Material for this task START

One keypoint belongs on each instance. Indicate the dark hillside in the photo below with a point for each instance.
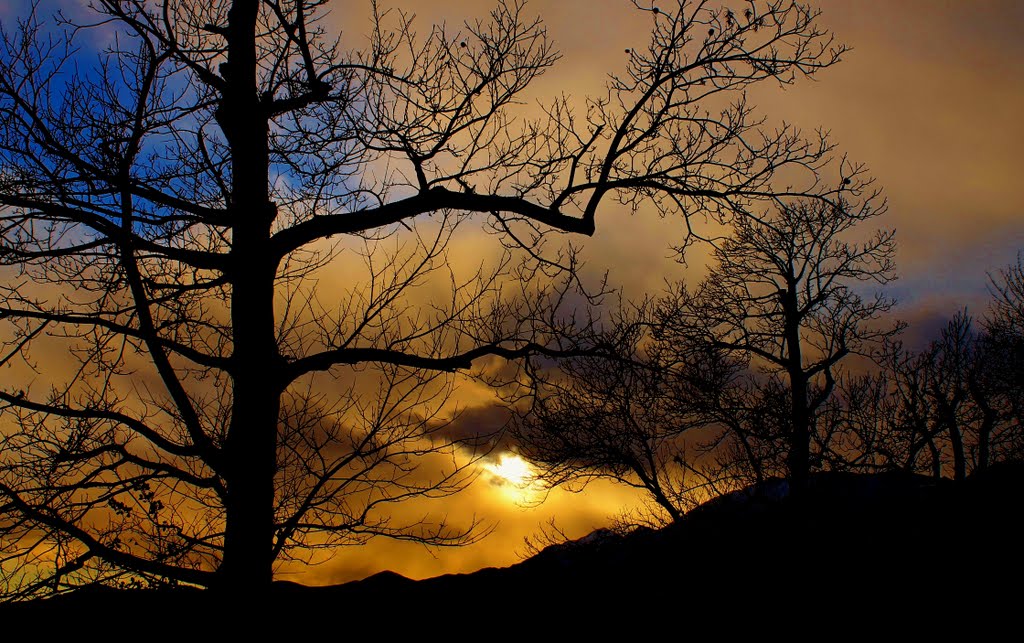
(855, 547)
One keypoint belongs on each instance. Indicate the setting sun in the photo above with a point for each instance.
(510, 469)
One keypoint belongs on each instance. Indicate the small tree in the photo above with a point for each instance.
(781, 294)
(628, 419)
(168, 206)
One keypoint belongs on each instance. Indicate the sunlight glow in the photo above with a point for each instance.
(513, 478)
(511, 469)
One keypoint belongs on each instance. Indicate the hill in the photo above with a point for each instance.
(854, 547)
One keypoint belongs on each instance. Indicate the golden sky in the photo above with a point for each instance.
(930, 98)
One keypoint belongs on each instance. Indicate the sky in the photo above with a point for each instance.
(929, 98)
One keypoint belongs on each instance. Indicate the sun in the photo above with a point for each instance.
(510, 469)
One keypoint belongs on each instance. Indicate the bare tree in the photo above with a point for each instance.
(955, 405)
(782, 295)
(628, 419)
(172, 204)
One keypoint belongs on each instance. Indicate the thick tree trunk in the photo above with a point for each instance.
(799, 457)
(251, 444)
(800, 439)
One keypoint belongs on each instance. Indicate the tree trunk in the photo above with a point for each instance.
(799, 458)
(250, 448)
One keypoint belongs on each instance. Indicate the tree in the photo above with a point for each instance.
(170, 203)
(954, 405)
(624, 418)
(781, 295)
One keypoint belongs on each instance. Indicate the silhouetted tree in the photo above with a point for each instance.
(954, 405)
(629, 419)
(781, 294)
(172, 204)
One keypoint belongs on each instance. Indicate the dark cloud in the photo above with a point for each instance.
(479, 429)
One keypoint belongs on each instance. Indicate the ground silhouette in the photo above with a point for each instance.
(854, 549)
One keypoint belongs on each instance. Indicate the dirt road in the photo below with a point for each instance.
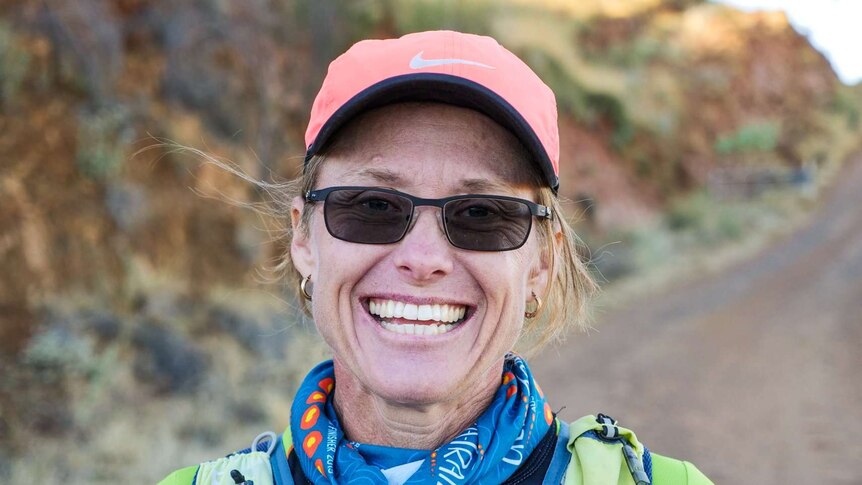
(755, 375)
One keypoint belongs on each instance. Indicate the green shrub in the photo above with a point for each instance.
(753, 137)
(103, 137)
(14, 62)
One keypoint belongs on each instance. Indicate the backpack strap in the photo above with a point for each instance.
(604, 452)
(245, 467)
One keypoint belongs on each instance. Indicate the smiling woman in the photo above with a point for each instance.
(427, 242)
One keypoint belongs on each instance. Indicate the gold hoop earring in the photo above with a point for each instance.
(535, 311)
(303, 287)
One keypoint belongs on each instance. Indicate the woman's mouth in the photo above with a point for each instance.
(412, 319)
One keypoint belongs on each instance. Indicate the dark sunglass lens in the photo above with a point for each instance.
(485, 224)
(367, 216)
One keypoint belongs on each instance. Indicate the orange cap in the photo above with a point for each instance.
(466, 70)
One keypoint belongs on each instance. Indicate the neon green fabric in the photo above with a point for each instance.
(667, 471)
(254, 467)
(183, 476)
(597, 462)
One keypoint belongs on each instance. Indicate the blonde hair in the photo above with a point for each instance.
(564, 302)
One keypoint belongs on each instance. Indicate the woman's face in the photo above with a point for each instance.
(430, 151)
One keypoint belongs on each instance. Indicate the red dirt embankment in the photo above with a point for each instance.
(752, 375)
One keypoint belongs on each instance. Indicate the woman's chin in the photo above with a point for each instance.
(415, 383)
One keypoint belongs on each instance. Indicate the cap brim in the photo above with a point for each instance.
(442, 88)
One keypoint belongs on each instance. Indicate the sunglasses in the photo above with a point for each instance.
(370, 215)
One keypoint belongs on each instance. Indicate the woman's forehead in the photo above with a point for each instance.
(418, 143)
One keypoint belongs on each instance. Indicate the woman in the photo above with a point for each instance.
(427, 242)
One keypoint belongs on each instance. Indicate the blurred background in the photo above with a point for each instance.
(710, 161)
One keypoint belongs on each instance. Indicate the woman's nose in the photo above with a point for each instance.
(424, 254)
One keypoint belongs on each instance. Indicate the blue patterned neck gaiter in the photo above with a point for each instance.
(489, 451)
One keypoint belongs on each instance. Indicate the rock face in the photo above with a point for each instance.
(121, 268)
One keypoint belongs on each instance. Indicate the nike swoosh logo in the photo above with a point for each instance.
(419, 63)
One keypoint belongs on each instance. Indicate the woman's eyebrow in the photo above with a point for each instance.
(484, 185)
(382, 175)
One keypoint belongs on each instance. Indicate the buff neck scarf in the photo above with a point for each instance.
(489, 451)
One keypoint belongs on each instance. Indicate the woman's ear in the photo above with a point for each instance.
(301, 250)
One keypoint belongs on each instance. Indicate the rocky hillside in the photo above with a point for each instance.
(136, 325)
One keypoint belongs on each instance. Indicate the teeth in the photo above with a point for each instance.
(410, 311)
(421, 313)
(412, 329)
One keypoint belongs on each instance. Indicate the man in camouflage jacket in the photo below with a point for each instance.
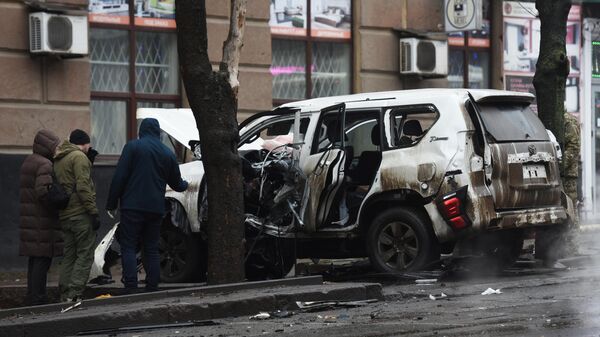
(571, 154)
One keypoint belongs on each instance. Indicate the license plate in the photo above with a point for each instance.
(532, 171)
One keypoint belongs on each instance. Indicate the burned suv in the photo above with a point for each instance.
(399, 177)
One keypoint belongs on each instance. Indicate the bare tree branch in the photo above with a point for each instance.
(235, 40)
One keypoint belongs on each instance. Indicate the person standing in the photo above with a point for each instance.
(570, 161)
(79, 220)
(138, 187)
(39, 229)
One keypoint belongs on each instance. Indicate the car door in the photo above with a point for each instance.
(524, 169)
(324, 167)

Material for this task END

▸ Work item
Retype all of the material above precisely as it reads. Pictures are not part of the copy.

▸ Finished exercise
One keypoint belongs on each instance. Indicate the dark hillside in the photo below with a point for each instance.
(855, 547)
One keypoint belongs on each instance. Indicate the setting sun in the photo above with a point for each instance.
(510, 469)
One keypoint belongs on each instance. Indicate the small tree in the photo above with a point for each instance.
(781, 294)
(628, 419)
(168, 206)
One keypoint belongs on each instance. Indicate the sunlight glow in the photo above with a point for each instance.
(513, 478)
(511, 469)
One keypoint belongs on each instance. Indicate the hill in the photo above with a point for each instance.
(854, 547)
One keypoint belongs on each instance. Indicate the golden sky in the photo above with a point for each instance.
(930, 98)
One keypoint belongs on each instance. Indicate the sky in the photo above with a point for each instance.
(929, 98)
One keypoint belongs on each instance. Indicate the sun in the photo above with a point for each instance.
(510, 469)
One keypoint belongs on each instance. Indicate the bare tree in the photo above with a point for each instance.
(955, 405)
(782, 295)
(628, 419)
(172, 204)
One keypoint belongs on each instance. Indicate the thick tree trunk in the photo above with a point for each instance.
(799, 457)
(251, 444)
(800, 439)
One keypoint belongs on each instance. Indicate the tree trunk in the photo above with a point for each instance.
(799, 458)
(250, 448)
One keypoint belongs on each instance. Indicate the tree in the photo above with a point for each instance.
(170, 203)
(954, 405)
(624, 418)
(781, 295)
One keypoint belongs on each instance. Indicate the silhouetted tree in the photo above with a point for each instance.
(954, 405)
(629, 419)
(781, 294)
(172, 204)
One keypoint belongs on each instance. Indicate the dark cloud in the photo above with a point for each instance.
(479, 429)
One keypoint belongs on each instance. Indicate the ground silhouette in the photo above with a point for each instance.
(854, 549)
One keypoint belongs on each instance. Indicate the dirt road in the photo below with a point for each instance.
(755, 375)
One keypoint belongs on each instance. Indicate the green shrub in the photo above with a point for each instance.
(753, 137)
(103, 137)
(14, 62)
One keypoint belongs on each instance. Indicate the backpack strap in the photo above with a point for each instance.
(604, 452)
(245, 467)
One keypoint belongs on each instance. Indicate the smiling woman in the photo above with a point for each instance.
(427, 242)
One keypoint belongs on each instance. Indicate the gold hoop earring in the photo above with a point for each instance.
(535, 311)
(303, 287)
One keypoint belongs on each instance. Indicate the woman's mouth in the photo above with a point for each instance.
(412, 319)
One keypoint belongs on each instance. Indicate the dark sunglass lens in the photo above with a point for each instance.
(485, 224)
(367, 216)
One keypoint belongs on each instance. Indicate the orange cap in the photo above with a point for each instance.
(466, 70)
One keypoint belongs on each instance. Indicate the neon green fabric in the photo above with a point for each instance.
(667, 471)
(254, 467)
(183, 476)
(597, 462)
One keypoint belongs on each instance. Indicate the blonde hair in the photo above with a point for each instance.
(564, 302)
One keypoint belongs on each instance. Indicate the woman's face in the photo above with a point for each instance.
(430, 151)
One keypoint belongs on each instance. Indicate the red dirt embankment in the photo above with a point for each instance.
(752, 375)
One keypoint belongs on each instance. Indicate the woman's chin in the photo above with a point for each instance.
(415, 383)
One keypoint belongs on each instance. Indicate the cap brim in the photo above with a point for each instance.
(442, 88)
One keypoint belongs on each instance. Indicate the sunglasses in the photo above with a point for each instance.
(370, 215)
One keypoint belongs on each instance. Indicate the woman's forehead in the photo above with a point for each instance.
(418, 143)
One keypoint belongs on each instance. Indicate the woman in the photo above with a point for each instance.
(427, 242)
One keypoint belongs on each instance. Indicate the blurred background in the photo above with a point for each instance.
(710, 161)
One keypoint belongs on each instance. Indicate the woman's nose in the photo above with a point for each instance.
(424, 254)
One keypoint belongs on each instance. Indicate the blue patterned neck gaiter in the photo above with a point for each instance.
(489, 451)
One keypoint belongs on each instance. Indicate the rock face in the photo above with a point for each instance.
(121, 268)
One keypoint belongs on each instance. Indicate the nike swoosh logo in the photo above with a point for each instance.
(419, 63)
One keypoint belongs on each instance. Indicate the woman's eyebrow in the photo above with a point for each instance.
(484, 185)
(382, 175)
One keypoint belongs on each instance. Indicate the buff neck scarf in the photo above with a point for each instance.
(489, 451)
One keypoint belongs on each instance. Indicate the woman's ear in the photo above with a point for each instance.
(301, 250)
One keypoint belongs on each instance. Indicate the rocky hillside in the photo above with a point for each instance.
(136, 325)
One keypoint belongs on each instance. Indicate the teeth in the photo above with a point for each instance.
(410, 311)
(421, 313)
(412, 329)
One keypoint belongs on each instance. Indicate the man in camouflage jacket in the photo below with a point for each instance.
(571, 154)
One keypoint belongs on each instance. Indicate the license plate in the photo above with a point for each instance.
(532, 171)
One keypoint belongs on each instance. Indicate the burned suv in the photo above with a point for each instance.
(399, 177)
One keypoint belongs on each instance. Indicate the bare tree branch in the photo above with a point for each instance.
(235, 40)
One keypoint belongs on each instance. Indicate the person standing in the photo above with a point for each instance.
(570, 161)
(79, 220)
(138, 187)
(39, 229)
One keypoint belongs on each instance. Indicate the car door in the photo above with a point for each instance.
(524, 169)
(324, 167)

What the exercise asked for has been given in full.